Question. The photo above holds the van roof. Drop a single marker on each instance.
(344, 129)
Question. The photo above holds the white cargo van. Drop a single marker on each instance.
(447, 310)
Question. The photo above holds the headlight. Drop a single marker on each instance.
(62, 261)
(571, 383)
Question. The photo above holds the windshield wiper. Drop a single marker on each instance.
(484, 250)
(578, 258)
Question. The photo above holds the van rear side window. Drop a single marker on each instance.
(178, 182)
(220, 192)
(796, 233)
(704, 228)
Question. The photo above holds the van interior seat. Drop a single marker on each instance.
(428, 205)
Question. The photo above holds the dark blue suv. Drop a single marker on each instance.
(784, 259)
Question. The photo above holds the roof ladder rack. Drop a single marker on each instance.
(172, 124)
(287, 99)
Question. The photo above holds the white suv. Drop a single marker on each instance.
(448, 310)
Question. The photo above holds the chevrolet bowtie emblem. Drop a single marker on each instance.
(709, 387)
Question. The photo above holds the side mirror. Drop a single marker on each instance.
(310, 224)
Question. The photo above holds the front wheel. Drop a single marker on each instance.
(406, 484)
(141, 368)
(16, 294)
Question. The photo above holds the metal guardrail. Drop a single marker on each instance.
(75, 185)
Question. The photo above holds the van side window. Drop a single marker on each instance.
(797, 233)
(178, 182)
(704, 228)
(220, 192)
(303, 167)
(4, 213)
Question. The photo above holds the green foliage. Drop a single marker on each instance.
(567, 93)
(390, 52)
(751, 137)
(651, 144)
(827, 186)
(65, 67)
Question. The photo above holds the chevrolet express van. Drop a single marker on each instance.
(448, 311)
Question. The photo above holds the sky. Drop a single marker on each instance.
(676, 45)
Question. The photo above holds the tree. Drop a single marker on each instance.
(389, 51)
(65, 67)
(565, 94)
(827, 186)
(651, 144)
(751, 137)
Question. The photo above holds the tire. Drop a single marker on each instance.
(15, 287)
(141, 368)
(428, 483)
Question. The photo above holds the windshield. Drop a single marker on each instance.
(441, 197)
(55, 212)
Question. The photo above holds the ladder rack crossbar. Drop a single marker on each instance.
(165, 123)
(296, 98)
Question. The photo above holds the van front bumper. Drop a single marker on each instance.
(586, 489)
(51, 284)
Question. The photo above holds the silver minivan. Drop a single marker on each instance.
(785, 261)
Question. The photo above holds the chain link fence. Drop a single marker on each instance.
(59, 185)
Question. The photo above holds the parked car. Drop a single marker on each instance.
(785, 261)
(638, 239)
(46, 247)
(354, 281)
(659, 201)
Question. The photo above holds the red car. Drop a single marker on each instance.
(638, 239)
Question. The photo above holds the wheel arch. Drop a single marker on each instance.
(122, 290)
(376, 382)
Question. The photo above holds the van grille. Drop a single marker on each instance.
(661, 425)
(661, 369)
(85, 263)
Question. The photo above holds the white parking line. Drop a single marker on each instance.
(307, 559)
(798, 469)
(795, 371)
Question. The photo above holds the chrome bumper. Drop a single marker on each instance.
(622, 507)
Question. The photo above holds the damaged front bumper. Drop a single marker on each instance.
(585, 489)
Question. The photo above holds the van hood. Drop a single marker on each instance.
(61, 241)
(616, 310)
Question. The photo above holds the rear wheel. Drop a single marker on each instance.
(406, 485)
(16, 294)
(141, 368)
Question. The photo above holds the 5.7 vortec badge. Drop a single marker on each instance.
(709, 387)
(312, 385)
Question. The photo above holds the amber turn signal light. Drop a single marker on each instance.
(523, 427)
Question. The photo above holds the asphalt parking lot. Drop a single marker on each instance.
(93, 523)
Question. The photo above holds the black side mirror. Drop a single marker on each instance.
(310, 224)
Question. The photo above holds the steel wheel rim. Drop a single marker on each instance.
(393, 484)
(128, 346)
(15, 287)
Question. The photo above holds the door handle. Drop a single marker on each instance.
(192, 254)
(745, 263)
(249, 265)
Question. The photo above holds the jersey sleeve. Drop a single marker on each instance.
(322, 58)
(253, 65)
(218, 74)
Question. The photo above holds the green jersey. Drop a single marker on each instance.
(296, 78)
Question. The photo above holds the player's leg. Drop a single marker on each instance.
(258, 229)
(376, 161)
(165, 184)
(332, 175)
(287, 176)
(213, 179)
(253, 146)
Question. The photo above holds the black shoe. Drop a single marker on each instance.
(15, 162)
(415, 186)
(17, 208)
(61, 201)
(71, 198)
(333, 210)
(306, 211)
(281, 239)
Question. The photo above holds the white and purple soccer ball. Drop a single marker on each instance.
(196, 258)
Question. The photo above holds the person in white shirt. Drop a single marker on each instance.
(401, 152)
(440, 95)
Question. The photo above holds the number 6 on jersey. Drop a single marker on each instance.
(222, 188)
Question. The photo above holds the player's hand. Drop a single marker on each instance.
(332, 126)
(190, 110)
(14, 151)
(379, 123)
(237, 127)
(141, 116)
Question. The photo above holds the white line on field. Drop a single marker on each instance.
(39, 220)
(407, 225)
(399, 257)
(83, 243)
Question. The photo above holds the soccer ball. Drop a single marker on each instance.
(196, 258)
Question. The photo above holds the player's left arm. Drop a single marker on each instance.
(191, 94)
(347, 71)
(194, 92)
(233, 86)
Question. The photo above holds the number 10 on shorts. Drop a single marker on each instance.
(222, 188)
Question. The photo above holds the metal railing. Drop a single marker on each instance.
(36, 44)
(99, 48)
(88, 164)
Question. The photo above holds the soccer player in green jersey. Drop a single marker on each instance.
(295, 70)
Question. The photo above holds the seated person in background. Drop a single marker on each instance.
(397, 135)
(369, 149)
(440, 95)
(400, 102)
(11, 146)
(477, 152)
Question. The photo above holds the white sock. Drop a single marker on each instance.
··········
ACTIVITY: Everything from the line with "Question. The photo above holds the soccer player" to the last line of the entries is to be written out exactly; omit all earlier lines.

RESULT FOR THIS TASK:
Question. The photo above holds the soccer player in green jersey. Drop a single marker on each instance.
(295, 70)
Question. The photo above holds the seated person in background. Drop a single marker on each instance.
(397, 135)
(369, 149)
(440, 95)
(400, 102)
(11, 146)
(477, 152)
Question. The photo above holds the white sock. Drop a single marker on each instance.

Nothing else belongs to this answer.